> **TO BE DONE**:
(1) Answer these questions about the graph learning notebook text, one per line:
(a) What name is passed to Evaluator?
(b) What message is printed after the import statements run?
(c) What default value does set_seed give its seed argument?
(2) Resume the graph learning notebook text from its final line, picking up the code from that point.

> **TEXT SHOWN**:
[start]

In [1]:
!pip3 install ogb torch 
!pip3 install dgl-cu101

Looking in indexes: https://pypi.org/simple, https://us-python.pkg.dev/colab-wheels/public/simple/
Looking in indexes: https://pypi.org/simple, https://us-python.pkg.dev/colab-wheels/public/simple/


In [2]:
import torch
import torch.nn as nn
import torch.nn.functional as F
import dgl
from dgl.nn import SAGEConv, GraphConv
from torch.nn import Linear
import dgl.function as fn
import pandas as pd
import sklearn.metrics as sk_m
import numpy as np
import scipy.sparse as sp
import itertools
from ogb.graphproppred import DglGraphPropPredDataset
from torch.utils.data import Dataset
from tqdm import tqdm
from collections import Counter
import random
import os
from ogb.graphproppred import Evaluator


Using backend: pytorch


In [3]:
device = torch.device("cuda")

In [4]:
evaluator = Evaluator(name = 'ogbg-molhiv')


In [5]:
def set_seed(seed: int = 42) -> None:
    np.random.seed(seed)
    random.seed(seed)
    torch.manual_seed(seed)

[end]

> **DATA RECORDS**:
[start]

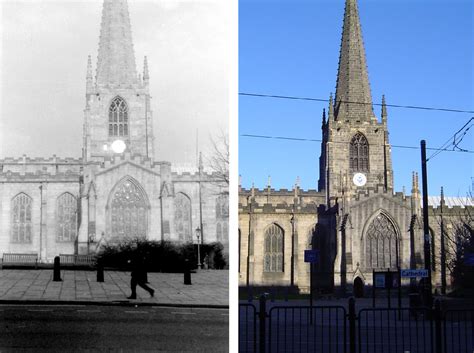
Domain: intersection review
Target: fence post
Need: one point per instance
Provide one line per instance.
(100, 271)
(262, 315)
(352, 319)
(438, 318)
(57, 270)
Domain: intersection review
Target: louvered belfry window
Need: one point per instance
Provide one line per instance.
(21, 219)
(273, 256)
(182, 217)
(359, 153)
(66, 217)
(118, 118)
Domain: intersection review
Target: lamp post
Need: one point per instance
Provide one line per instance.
(198, 234)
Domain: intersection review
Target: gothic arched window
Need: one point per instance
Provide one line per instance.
(21, 219)
(182, 217)
(118, 118)
(381, 244)
(273, 252)
(359, 153)
(129, 211)
(222, 218)
(66, 206)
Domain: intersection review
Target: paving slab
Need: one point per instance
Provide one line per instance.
(209, 287)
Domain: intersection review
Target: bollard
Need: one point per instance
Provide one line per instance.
(262, 315)
(352, 325)
(57, 270)
(438, 319)
(100, 272)
(187, 272)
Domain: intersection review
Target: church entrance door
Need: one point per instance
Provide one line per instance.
(358, 288)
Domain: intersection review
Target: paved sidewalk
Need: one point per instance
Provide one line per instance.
(209, 287)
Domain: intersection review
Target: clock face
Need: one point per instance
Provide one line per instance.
(118, 146)
(359, 179)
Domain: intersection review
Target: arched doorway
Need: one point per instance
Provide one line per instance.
(358, 288)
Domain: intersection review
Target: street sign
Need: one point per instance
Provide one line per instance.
(311, 256)
(469, 259)
(414, 273)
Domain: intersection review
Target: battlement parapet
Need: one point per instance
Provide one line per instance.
(281, 192)
(40, 160)
(279, 208)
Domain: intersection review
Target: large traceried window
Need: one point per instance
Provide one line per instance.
(129, 211)
(182, 217)
(381, 244)
(222, 218)
(21, 219)
(273, 252)
(359, 153)
(118, 118)
(66, 206)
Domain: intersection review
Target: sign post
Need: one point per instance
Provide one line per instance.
(311, 256)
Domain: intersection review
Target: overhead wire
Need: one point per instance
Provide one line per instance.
(248, 94)
(448, 142)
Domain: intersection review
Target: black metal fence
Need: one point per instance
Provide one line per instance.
(307, 329)
(247, 328)
(334, 329)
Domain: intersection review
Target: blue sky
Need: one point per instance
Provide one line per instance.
(419, 53)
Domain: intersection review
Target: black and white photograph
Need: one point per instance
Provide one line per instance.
(114, 175)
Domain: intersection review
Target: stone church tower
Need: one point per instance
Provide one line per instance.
(355, 151)
(118, 103)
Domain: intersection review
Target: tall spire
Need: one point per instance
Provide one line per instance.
(116, 60)
(352, 79)
(146, 75)
(89, 74)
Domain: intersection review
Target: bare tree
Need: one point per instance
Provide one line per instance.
(218, 160)
(458, 232)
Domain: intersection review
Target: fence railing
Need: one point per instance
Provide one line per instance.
(371, 330)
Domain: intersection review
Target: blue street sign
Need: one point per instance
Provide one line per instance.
(469, 259)
(414, 273)
(311, 256)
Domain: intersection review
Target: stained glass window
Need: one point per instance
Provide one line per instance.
(381, 244)
(129, 211)
(273, 249)
(182, 217)
(21, 219)
(222, 207)
(118, 118)
(359, 153)
(66, 206)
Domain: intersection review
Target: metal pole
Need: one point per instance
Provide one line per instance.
(292, 269)
(426, 229)
(41, 221)
(199, 254)
(262, 315)
(311, 292)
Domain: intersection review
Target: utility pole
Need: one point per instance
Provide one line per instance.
(426, 229)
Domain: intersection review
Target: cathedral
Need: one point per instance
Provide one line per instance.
(116, 190)
(355, 220)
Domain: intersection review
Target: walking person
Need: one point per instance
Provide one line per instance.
(139, 276)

[end]

> **OUTPUTS**:
(1)
(a) 'ogbg-molhiv'
(b) Using backend: pytorch
(c) 42

(2)
    torch.cuda.manual_seed(seed)
    # When running on the CuDNN backend, two further options must be set
    torch.backends.cudnn.deterministic = True
    torch.backends.cudnn.benchmark = True
    # Set a fixed value for the hash seed
    os.environ["PYTHONHASHSEED"] = str(seed)
    print(f"Random seed set as {seed}")


In [6]:
def get_by_indx(graphs, idx):
  return [graphs[i] for i in idx]

# Loading and preparing the data

In [7]:
class CustomGraphDataGenerator(Dataset):
    def __init__(self, graphs, labels, device, balanced_sampling=False, batch_size=32):
        self.device = device
        self.balanced_sampling = balanced_sampling
        self.batch_size= batch_size
        self.y = labels
        self.X = graphs
        if balanced_sampling:
          self.__prepare_samples()
          self.__define_batch_size()
          self.neg_indices = np.array(list(range(len(self.X_neg))))
          self.pos_indices = np.array(list(range(len(self.X_pos))))
        self.overall_indices = np.array(list(range(len(self.X))))
        
    @staticmethod
    def floor(x):
        if x<1:
            tmp = 1
        else:
            tmp = int(x)
        return int(np.ceil(x)) if x % tmp >= 0.5 else int(np.floor(x))
       
    
    def __define_batch_size(self):
        counts = Counter(self.y.reshape(-1))
        
        batch_size_neg = (counts[0]/len(self.X))*self.batch_size
        batch_size_neg = self.floor(batch_size_neg)
        
        batch_size_pos = (counts[1]/len(self.X))*self.batch_size
        batch_size_pos = self.floor(batch_size_pos)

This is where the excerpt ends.